▼

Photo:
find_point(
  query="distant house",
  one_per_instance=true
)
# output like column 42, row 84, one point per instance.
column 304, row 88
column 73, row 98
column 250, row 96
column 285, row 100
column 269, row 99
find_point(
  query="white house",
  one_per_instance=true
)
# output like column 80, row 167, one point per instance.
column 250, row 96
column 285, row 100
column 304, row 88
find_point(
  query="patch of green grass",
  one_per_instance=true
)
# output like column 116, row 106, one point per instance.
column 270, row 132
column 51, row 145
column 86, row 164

▲
▼

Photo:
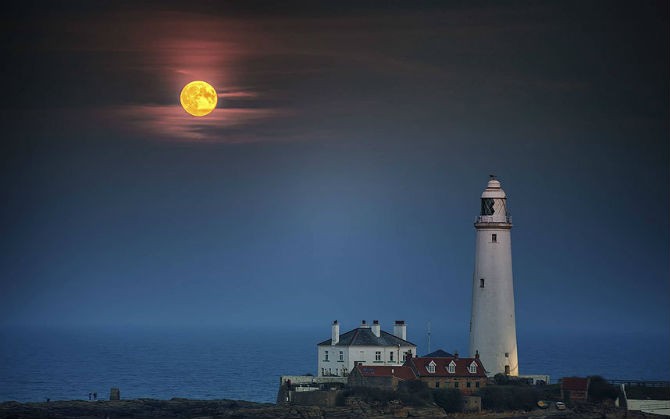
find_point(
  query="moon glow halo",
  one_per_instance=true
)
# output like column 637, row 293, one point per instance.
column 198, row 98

▲
▼

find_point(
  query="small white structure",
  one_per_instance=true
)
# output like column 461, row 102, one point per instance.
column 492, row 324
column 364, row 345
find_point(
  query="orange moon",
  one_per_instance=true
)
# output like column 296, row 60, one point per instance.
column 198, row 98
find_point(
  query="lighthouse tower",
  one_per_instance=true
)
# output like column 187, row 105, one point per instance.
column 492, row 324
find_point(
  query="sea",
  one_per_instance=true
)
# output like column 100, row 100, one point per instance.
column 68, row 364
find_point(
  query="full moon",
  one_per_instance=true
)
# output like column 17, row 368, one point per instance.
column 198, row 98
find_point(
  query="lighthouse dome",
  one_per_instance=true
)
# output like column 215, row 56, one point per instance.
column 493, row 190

▲

### GOAL OF THE EXERCISE
Each line that contains "query" is to be copied from the listing above.

### YOUR RESPONSE
  query="distant house",
  query="white house",
  query="patch of green grass",
  query="moon glow halo",
  query="small white structure",
  query="orange moon",
  query="lighthouse tower",
  query="sea",
  query="full moon",
  query="lighthouse dome",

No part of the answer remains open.